> **What to do**: Write out all the entries word for word and omit any pictures.

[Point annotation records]

******************************

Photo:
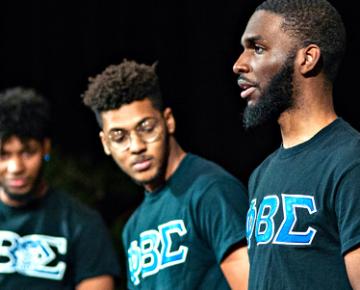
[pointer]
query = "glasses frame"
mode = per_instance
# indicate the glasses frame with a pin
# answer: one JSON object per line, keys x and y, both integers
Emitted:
{"x": 140, "y": 132}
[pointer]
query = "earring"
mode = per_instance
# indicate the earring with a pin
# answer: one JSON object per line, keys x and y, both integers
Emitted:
{"x": 47, "y": 157}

******************************

> **Task result**:
Photo:
[pointer]
query = "glasses frame"
mode = per_instance
# indicate the glasses frame with a pin
# answer: one JSON object per line, keys x and y, both integers
Emitted:
{"x": 140, "y": 132}
[pointer]
query = "earring"
mode = per_instance
# indicate the earring with a pin
# answer: one JSON object per line, keys x and y, both integers
Emitted:
{"x": 47, "y": 157}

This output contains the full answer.